• _YOUR TASKS_:
A. List the three critical components of a leader of character in the profession of arms, as the passage on military leadership names them.
B. Quote the passage on military leadership word for word, starting with "All of this" and going on through "in effective leadership.".
C. Continue the passage on military leadership and deployment safety from its last sentence.

All of this could have been avoided with the right leadership. But if leaders are absent, or if they look the other way and tolerate behavior contrary to the unit’s values, then this behavior becomes the new norm. This is why character development leadership models must have a “no-tolerance” clause in their honor codes.
This is also an issue of trust. The three most critical components to a leader of character in the profession of arms are character, competence and commitment. The reason they’re so important is the necessity to build trust between leaders and their subordinates, between leaders and their supervisors, and between the institution and its client – the American people. A violation of trust is the kiss of death in effective leadership.
It is worth noting that “commitment” is included as one of the three critical components simply because leaders establish and maintain standards, and are committed to maintain them.
As I am certain many of you who are reading this have been on a number of extended year or longer combat deployments, I - and I’m sure you - have noticed increasingly high-risk behavior that would begin to occur around the 4th or 5th month of the deployment. Units would normally become increasingly proficient in their mission tasks, but once life on the operational bases becomes increasingly routine, soldiers were injured, and in some cases killed, by safety accidents at increasing rates and they would normally peak around the mid-deployment timeframe. Soldiers would crash vehicles, have negligent discharges with their weapons that often caused injury or fatality, cut themselves fooling with their knives, and fall to other unsafe acts.
What led to these injuries in almost every case, was an increase in complacency, accompanied by cutting corners in performance standards. In other words, complacency led to increased risk of injury. But what accelerated the number of incidents were that in almost every case, a supervisor observed the pattern of sub-standard behavior and looked the other way and failed to make the necessary corrections. As a result, many of these injuries and deaths could have easily been prevented if leaders recognized and addressed the erosion of standards.
On the contrary, at around the 7th or 8th month of the year-long deployment, safety injuries and/or deaths would almost evaporate. Normally at around 2/3rds of the way into the deployment, everyone knew they were soon going home, and everyone wanted to be sure they and their subordinates were on the plane going home! So, enforcement of standards once again was in the forefront of a leader’s priorities.

• _SUPPLIED MATERIAL_:
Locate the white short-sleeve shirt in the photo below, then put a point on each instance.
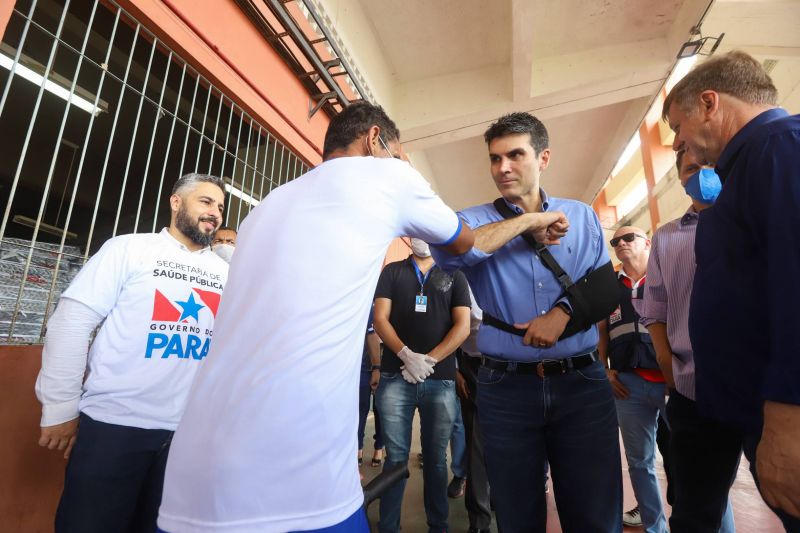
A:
(268, 440)
(159, 300)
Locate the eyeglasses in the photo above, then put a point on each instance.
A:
(628, 237)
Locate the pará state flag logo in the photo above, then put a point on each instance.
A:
(178, 327)
(181, 310)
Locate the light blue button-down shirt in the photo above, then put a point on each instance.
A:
(513, 285)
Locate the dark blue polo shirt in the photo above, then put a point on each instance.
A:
(744, 320)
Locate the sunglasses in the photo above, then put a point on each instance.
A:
(628, 237)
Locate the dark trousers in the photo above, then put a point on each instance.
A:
(365, 399)
(476, 497)
(114, 479)
(705, 459)
(569, 420)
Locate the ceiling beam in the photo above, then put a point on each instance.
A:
(521, 49)
(548, 106)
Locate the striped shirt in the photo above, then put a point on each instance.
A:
(670, 273)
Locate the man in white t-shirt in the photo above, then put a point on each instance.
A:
(157, 295)
(267, 441)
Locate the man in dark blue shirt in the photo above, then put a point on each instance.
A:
(743, 322)
(540, 398)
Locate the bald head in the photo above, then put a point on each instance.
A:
(631, 245)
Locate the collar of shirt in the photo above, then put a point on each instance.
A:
(178, 244)
(628, 281)
(690, 217)
(728, 155)
(542, 196)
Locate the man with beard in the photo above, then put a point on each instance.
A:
(157, 295)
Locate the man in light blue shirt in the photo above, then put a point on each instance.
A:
(541, 398)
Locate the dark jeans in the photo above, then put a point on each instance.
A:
(569, 420)
(114, 479)
(476, 496)
(705, 459)
(365, 398)
(662, 441)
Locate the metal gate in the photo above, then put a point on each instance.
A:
(99, 117)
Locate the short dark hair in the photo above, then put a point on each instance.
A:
(735, 73)
(353, 122)
(520, 123)
(191, 180)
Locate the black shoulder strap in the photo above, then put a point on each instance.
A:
(575, 297)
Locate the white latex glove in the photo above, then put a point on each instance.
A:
(417, 365)
(408, 377)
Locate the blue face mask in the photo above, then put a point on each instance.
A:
(704, 186)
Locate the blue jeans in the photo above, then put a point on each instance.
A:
(568, 420)
(638, 419)
(458, 446)
(397, 400)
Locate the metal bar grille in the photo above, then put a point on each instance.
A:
(99, 105)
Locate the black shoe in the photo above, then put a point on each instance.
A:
(456, 487)
(632, 518)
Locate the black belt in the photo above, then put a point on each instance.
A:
(489, 320)
(546, 367)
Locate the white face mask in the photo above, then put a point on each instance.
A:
(420, 248)
(225, 251)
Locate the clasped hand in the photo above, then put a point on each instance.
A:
(416, 366)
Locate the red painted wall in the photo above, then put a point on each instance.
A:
(31, 477)
(218, 39)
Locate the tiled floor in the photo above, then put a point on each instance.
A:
(752, 516)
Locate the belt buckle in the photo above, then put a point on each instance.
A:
(558, 364)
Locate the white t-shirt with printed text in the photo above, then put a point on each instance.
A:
(159, 300)
(268, 440)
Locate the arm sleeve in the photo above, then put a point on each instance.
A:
(385, 283)
(60, 381)
(777, 168)
(449, 262)
(100, 282)
(371, 320)
(596, 231)
(424, 214)
(654, 304)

• _OUTPUTS IN ORDER_:
A. character, competence, commitment

B.
All of this could have been avoided with the right leadership. But if leaders are absent, or if they look the other way and tolerate behavior contrary to the unit’s values, then this behavior becomes the new norm. This is why character development leadership models must have a “no-tolerance” clause in their honor codes.
This is also an issue of trust. The three most critical components to a leader of character in the profession of arms are character, competence and commitment. The reason they’re so important is the necessity to build trust between leaders and their subordinates, between leaders and their supervisors, and between the institution and its client – the American people. A violation of trust is the kiss of death in effective leadership.

C.
But it makes the point. Leaders establish and maintain standards. Maintenance of standards is a commitment to mission accomplishment. And when the mission is accomplished within the values of the institution, trust is built.
In trying to understand the reluctance leaders may have in making corrections when it is easier to just look the other way and pretend you did not see the below-standard activity, I have found that many leaders are sensitive to ridicule and reprisal they may receive from other members of the command – whether subordinates, peers or colleagues. A lot of this reprisal is enabled by social media anonymity, by people who would never criticize in public when they can hide behind an anonymous social media name. But this is where “duty” kicks in. Regardless of what the social media cesspool will say, leaders must always do the right thing, the harder right, meaning they will care enough to confront and make the correction and maintain the standard.
Character, competence and commitment -- three critical components necessary to build a culture of excellence and honor. Most of us understand right away why character and competence are important in building this culture, and the commitment portion is often overlooked or not viewed in the same manner. Nothing can be further from the truth. There is nothing that can destroy the trust of an organization faster than when one of its members is allowed to be a part of the organization while displaying behavior inconsistent with the organization’s values and standards. When that occurs, the individual must be corrected and brought back within the parameters of acceptable behavior. If not, that person can drag others into a similar behavior pattern, bring discredit to themselves and to the organization.
“A cadet will not lie, cheat or steal, or tolerate those who do”. The hardest part of that code is the “no-tolerance” portion. I would maintain, it is also the most important part of the code. And it not only applies to cadets at West Point, commitment to the performance standards and values of an institution is the responsibility of every leader.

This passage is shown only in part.